--- Your objective ---
Nothing but an exact copy is wanted here: the line with "Highlight red sports car." and all the lines that follow it in the entries below.

--- Task inputs ---
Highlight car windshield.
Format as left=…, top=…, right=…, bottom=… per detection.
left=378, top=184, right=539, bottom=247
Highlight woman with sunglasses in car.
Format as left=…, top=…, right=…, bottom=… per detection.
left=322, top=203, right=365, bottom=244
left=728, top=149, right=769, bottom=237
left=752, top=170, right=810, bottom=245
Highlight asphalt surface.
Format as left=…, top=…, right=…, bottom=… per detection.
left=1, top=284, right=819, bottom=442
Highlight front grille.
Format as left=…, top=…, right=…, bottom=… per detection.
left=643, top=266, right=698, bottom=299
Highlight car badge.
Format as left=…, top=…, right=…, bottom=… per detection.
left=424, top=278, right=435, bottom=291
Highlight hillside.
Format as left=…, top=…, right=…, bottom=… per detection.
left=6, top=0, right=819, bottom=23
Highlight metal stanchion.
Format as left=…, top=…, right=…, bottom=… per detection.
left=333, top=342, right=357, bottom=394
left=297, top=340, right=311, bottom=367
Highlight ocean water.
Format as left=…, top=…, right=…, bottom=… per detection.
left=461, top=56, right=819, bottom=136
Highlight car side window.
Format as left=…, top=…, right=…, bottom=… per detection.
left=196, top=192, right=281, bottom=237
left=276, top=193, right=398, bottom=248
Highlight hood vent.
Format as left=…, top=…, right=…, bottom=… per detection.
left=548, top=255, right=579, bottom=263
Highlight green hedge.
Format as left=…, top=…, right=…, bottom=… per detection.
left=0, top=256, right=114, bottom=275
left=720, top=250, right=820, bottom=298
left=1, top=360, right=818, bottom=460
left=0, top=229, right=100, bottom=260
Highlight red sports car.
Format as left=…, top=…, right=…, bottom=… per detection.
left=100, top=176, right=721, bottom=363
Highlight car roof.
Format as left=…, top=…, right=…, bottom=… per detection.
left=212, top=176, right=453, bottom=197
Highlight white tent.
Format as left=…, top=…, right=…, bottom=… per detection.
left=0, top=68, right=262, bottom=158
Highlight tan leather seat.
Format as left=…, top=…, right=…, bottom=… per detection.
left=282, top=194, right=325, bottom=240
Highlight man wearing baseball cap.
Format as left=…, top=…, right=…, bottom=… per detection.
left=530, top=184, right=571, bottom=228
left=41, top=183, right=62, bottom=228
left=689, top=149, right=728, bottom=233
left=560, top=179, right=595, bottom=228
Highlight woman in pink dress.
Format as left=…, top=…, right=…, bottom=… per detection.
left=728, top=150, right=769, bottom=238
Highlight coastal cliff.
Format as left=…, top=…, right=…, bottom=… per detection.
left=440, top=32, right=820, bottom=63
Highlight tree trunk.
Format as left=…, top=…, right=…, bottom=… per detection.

--- Exercise solution ---
Highlight red sports car.
Format as left=…, top=…, right=…, bottom=… per detection.
left=100, top=176, right=721, bottom=363
Highlight car roof.
Format as left=…, top=…, right=…, bottom=… per detection.
left=212, top=176, right=453, bottom=197
Highlight white tent.
Format as left=…, top=…, right=…, bottom=… per detection.
left=0, top=68, right=262, bottom=158
Highlight tan leather seat.
Format as left=…, top=…, right=…, bottom=… per detection.
left=282, top=194, right=325, bottom=240
Highlight man wearing baseball cap.
Format as left=…, top=…, right=…, bottom=… per detection.
left=530, top=184, right=571, bottom=228
left=41, top=183, right=62, bottom=228
left=689, top=149, right=728, bottom=233
left=560, top=179, right=595, bottom=228
Highlight woman in pink dress.
Format as left=…, top=…, right=…, bottom=… per detection.
left=728, top=150, right=769, bottom=238
Highlight coastal cliff.
Format as left=…, top=…, right=…, bottom=… per detection.
left=440, top=32, right=820, bottom=63
Highlight tree trunk.
Format as left=…, top=…, right=…, bottom=… per detection.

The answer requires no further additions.